Ahmed Youssef*
Dans le milieu de la recherche, l’utilisation excessive du terme « complot » a toujours suscité un grand débat, en partant de la supposition que tout ce qui se passe sur la scène internationale est le fruit d’interactions entre les différents acteurs qui veulent réaliser leurs intérêts et les défendre. Chaque partie considère que, dans ce contexte, ses actes sont légitimes tant que l’objectif est la réalisation de ses intérêts nationaux. Cependant, il est important de faire la différence entre les actes affichés par les Etats et auxquels ceux-ci essayent d’attribuer un caractère légitime et les actes secrets qui vont à l’encontre des principes de la légitimité internationale. Prenons l’exemple du refus des forces occidentales d’armer l’Egypte pendant les années 1950 du siècle passé. Ces actes peuvent être considérés comme normaux, affichés comme un refus de la politique indépendantiste de l’Egypte après la Révolution du 23 juillet 1952. Cependant, l’agression tripartite contre l’Egypte en octobre 1956 était littéralement un complot de la part de la Grande-Bretagne, de la France et d’Israël pour affaiblir l’Egypte après qu’elle avait rétabli sa souveraineté sur le Canal de Suez. Le complot consistait à ce qu’Israël frappe le Sinaï pour donner l’occasion à la Grande-Bretagne et à la France de prétendre que la navigation dans le Canal de Suez est en danger et que la paix et la sécurité internationales sont menacées, ce qui justifie alors leur intervention militaire dans le Canal.
L’Egypte affronte actuellement des menaces qui viennent de toutes parts, alors que pendant des décennies, les dangers venaient uniquement du nord-est, c’est-à-dire d’Israël. Certaines de ces menaces reflètent les intérêts contradictoires des acteurs régionaux, telle l’intervention turque actuelle dans la région arabe et à l’est de la Méditerranée. C’est aussi le cas de la politique éthiopienne se rapportant au barrage de la Renaissance. Mais dans d’autres cas, il est question de complot, comme dans celui du soutien au terrorisme par le régime turc et le soutien accordé aux Frères musulmans par les deux régimes turc et qatari.
Il est même question d’un complot avec les Frères musulmans pour qu’ils prennent le pouvoir en Egypte. Telle était la politique américaine sous Obama. La révélation des courriers électroniques de l’ex-secrétaire d’Etat, Hillary Clinton, prouve l’existence de ce complot.
Cependant, la vision américaine relative à un rôle axial joué par la Confrérie dans la région est ancienne et remonte aux années 1990 du siècle passé. Un courant au sein de la scène politique américaine considérait que les Frères musulmans pouvaient être un moyen de faire face aux groupes islamistes radicaux. Et ce, après que les Frères avaient réussi à se donner l’image d’un groupe qui respecte la démocratie.
L’immunité égyptienne contre les menaces étrangères, y compris les complots, était à ses niveaux les plus bas après la Révolution de janvier. L’instabilité régnait et les Frères musulmans détenaient le pouvoir. L’Egypte est tombée dans l’emprise du complot. Les Frères étaient épaulés par leurs parrains à l’étranger, principalement la Turquie et le Qatar, en plus d’un certain nombre de superpuissances. Celles-ci incluaient évidement les Etats-Unis sous la présidence de Barak Obama. Ces forces se sont opposées à la volonté populaire égyptienne écrasante soutenue par les forces armées, quand celle-ci a voulu renverser le pouvoir des Frères. Un isolement diplomatique et des sanctions ont été imposés à l’Egypte en guise de punition.

• **CONSIGNE DÉTAILLÉE**
D'après le texte proposé, quels pays ont mené l'agression tripartite contre l'Égypte en octobre 1956 ? Les lignes n'ont aucun rapport avec le texte proposé.

• **DONNÉES FOURNIES**
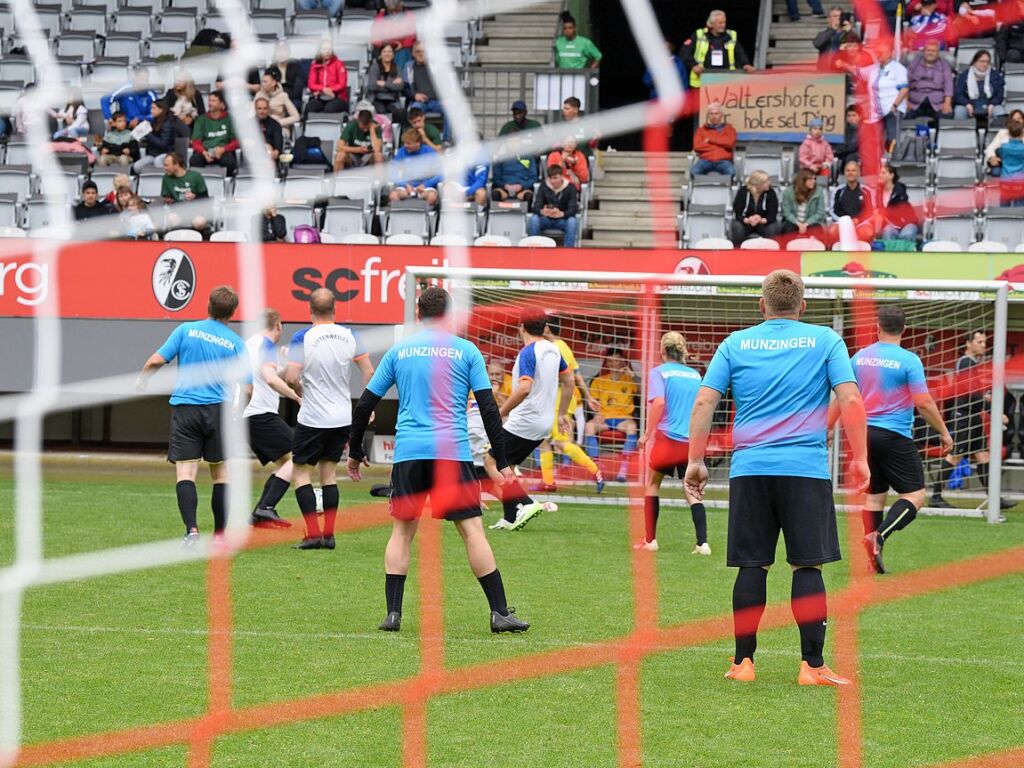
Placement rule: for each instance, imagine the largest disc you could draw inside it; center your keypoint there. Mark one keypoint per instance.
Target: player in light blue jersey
(892, 382)
(780, 373)
(672, 387)
(434, 372)
(210, 356)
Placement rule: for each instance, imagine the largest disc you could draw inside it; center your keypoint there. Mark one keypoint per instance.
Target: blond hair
(783, 291)
(674, 345)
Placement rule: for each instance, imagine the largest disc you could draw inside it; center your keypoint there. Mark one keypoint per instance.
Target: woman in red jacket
(328, 82)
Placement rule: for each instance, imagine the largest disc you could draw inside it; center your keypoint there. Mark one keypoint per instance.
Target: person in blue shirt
(892, 382)
(211, 357)
(408, 184)
(780, 374)
(434, 373)
(672, 387)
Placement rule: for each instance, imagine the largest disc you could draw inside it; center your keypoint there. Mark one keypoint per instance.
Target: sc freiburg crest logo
(173, 280)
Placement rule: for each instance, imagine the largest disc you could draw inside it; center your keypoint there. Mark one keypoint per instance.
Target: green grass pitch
(941, 674)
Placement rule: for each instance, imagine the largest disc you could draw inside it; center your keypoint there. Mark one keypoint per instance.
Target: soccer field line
(414, 639)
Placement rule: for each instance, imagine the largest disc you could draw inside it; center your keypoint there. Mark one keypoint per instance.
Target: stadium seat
(183, 236)
(805, 244)
(537, 241)
(403, 239)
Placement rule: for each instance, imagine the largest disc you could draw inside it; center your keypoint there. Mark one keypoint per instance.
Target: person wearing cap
(714, 48)
(519, 121)
(573, 51)
(428, 133)
(360, 140)
(816, 154)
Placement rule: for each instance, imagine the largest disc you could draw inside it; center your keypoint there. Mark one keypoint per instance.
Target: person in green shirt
(574, 51)
(214, 141)
(518, 121)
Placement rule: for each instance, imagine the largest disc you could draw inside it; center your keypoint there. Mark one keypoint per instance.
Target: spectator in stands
(794, 10)
(555, 206)
(133, 99)
(755, 210)
(273, 225)
(184, 99)
(930, 25)
(715, 143)
(815, 153)
(895, 217)
(979, 90)
(827, 41)
(804, 207)
(851, 138)
(385, 86)
(91, 205)
(182, 184)
(514, 177)
(273, 136)
(214, 141)
(519, 121)
(428, 133)
(360, 140)
(1012, 157)
(289, 73)
(328, 82)
(281, 107)
(572, 162)
(931, 83)
(407, 185)
(395, 27)
(573, 51)
(73, 120)
(714, 48)
(1010, 37)
(992, 161)
(119, 146)
(333, 7)
(421, 85)
(166, 127)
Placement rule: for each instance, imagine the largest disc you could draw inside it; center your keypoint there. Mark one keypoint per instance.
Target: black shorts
(269, 436)
(969, 433)
(894, 462)
(517, 449)
(669, 456)
(761, 506)
(196, 434)
(313, 444)
(451, 485)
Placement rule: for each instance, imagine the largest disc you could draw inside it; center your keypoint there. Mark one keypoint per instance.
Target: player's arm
(272, 378)
(930, 413)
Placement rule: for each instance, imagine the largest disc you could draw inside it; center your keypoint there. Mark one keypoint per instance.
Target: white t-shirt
(261, 352)
(532, 418)
(325, 352)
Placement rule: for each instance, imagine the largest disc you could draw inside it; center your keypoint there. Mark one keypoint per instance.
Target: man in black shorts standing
(210, 356)
(781, 373)
(434, 372)
(269, 435)
(892, 382)
(318, 360)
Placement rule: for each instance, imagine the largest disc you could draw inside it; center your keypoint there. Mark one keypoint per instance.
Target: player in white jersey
(318, 360)
(537, 374)
(269, 435)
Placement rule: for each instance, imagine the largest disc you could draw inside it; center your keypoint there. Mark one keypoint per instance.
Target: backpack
(305, 233)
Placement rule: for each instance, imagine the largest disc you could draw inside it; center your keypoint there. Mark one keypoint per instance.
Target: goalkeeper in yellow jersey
(563, 441)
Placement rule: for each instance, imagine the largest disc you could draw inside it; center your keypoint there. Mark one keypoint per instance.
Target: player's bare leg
(481, 561)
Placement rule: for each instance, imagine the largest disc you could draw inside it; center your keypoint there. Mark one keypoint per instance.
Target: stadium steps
(623, 216)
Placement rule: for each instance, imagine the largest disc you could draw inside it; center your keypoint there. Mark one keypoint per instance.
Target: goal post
(602, 312)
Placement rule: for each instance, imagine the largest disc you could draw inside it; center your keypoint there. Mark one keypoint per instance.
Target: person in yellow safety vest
(714, 49)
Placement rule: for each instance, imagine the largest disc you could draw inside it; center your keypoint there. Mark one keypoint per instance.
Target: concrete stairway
(624, 217)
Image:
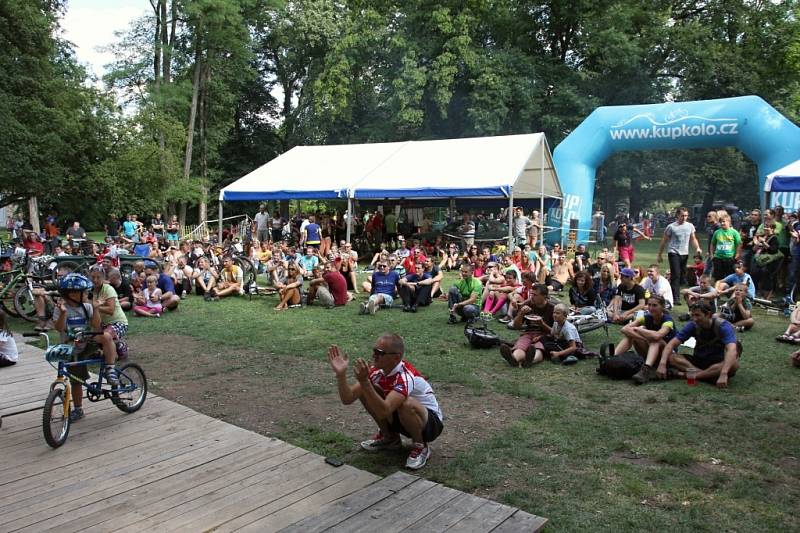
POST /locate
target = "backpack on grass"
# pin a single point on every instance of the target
(622, 366)
(479, 336)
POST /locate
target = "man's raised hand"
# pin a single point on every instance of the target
(338, 360)
(361, 371)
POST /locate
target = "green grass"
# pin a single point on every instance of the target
(591, 454)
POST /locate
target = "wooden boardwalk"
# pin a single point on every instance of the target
(169, 468)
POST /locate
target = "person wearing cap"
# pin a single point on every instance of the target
(655, 283)
(628, 299)
(402, 251)
(169, 300)
(725, 286)
(716, 353)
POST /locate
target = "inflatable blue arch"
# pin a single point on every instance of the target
(748, 123)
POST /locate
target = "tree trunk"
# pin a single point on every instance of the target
(187, 160)
(33, 212)
(203, 207)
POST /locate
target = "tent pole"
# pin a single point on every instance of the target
(349, 217)
(220, 221)
(510, 219)
(541, 204)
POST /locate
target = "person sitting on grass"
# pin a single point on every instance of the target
(716, 353)
(230, 280)
(318, 289)
(628, 299)
(564, 339)
(702, 292)
(464, 297)
(647, 335)
(290, 288)
(655, 283)
(382, 288)
(725, 286)
(436, 276)
(148, 303)
(169, 299)
(413, 289)
(529, 349)
(792, 333)
(395, 395)
(737, 310)
(123, 288)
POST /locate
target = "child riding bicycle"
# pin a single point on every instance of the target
(72, 315)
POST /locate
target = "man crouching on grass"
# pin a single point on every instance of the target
(395, 395)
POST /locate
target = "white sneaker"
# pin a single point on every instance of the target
(378, 442)
(418, 456)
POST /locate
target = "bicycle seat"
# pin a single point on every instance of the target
(59, 352)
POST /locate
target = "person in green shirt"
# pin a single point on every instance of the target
(726, 247)
(464, 297)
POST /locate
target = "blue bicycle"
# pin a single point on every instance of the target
(128, 393)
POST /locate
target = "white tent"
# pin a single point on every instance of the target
(509, 166)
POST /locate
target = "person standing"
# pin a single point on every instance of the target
(467, 231)
(521, 226)
(725, 247)
(261, 221)
(677, 237)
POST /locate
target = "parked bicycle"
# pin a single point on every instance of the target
(128, 394)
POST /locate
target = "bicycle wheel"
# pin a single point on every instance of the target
(55, 418)
(24, 304)
(133, 383)
(66, 267)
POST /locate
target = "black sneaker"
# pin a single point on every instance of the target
(506, 352)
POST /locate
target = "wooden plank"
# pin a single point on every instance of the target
(246, 498)
(107, 419)
(121, 480)
(521, 521)
(102, 507)
(85, 448)
(147, 512)
(341, 510)
(47, 485)
(445, 517)
(285, 511)
(485, 518)
(372, 517)
(402, 517)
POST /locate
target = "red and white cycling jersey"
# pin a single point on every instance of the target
(406, 380)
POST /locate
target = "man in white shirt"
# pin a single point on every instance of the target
(262, 223)
(657, 284)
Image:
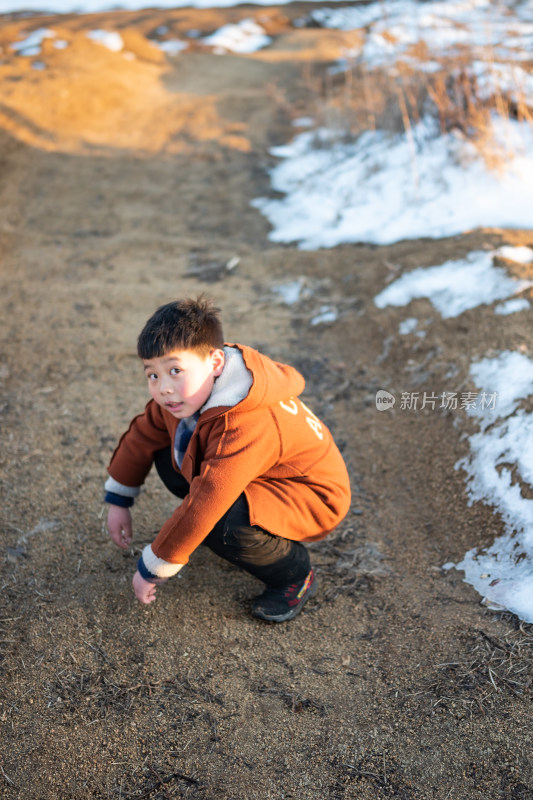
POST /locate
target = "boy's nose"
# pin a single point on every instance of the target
(166, 386)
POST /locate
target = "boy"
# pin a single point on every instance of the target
(257, 471)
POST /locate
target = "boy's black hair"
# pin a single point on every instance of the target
(190, 324)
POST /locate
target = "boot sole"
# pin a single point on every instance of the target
(293, 612)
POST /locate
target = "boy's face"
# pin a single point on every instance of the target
(181, 381)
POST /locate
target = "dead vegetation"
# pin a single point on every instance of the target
(490, 668)
(459, 94)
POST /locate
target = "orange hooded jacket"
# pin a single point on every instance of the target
(268, 445)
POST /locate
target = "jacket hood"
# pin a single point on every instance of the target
(251, 379)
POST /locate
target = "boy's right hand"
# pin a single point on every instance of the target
(119, 526)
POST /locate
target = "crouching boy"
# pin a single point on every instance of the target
(259, 474)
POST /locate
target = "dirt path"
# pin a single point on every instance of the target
(125, 182)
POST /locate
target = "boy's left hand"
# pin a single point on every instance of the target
(144, 590)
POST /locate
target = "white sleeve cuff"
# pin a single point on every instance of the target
(157, 566)
(111, 485)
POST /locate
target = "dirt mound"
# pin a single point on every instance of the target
(126, 181)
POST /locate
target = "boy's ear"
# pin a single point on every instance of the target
(218, 360)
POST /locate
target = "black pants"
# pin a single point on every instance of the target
(276, 561)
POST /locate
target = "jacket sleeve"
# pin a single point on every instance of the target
(233, 459)
(134, 454)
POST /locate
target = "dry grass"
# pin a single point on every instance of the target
(459, 95)
(493, 667)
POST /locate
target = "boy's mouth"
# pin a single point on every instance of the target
(173, 406)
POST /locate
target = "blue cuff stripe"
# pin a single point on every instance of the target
(118, 500)
(145, 572)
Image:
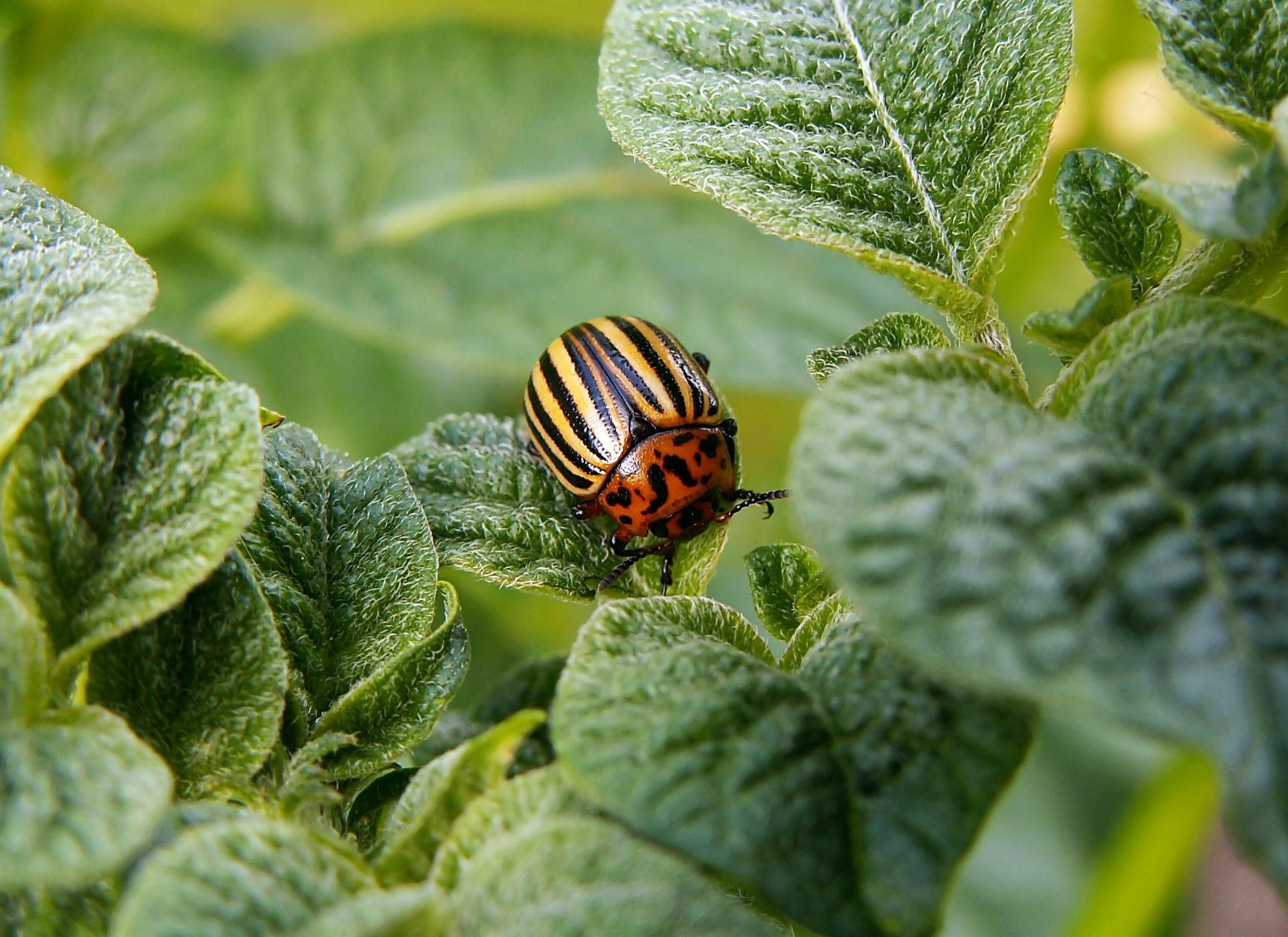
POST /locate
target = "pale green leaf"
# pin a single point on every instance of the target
(70, 286)
(906, 134)
(79, 796)
(440, 793)
(1111, 227)
(454, 194)
(1231, 59)
(23, 662)
(498, 511)
(205, 683)
(810, 786)
(136, 151)
(787, 586)
(244, 878)
(529, 861)
(1068, 331)
(125, 491)
(350, 566)
(892, 333)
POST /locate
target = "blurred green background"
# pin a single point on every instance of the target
(376, 223)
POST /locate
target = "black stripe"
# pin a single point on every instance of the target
(655, 361)
(587, 374)
(574, 418)
(615, 355)
(570, 457)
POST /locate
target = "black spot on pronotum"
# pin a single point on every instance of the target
(657, 480)
(680, 470)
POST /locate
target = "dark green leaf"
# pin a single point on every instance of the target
(787, 586)
(79, 796)
(351, 570)
(205, 683)
(892, 333)
(529, 861)
(440, 793)
(138, 152)
(245, 878)
(777, 779)
(498, 511)
(905, 134)
(1112, 228)
(70, 286)
(1067, 333)
(1231, 59)
(125, 491)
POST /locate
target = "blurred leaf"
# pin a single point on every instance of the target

• **LA RÉPONSE**
La Grande-Bretagne, la France et Israël.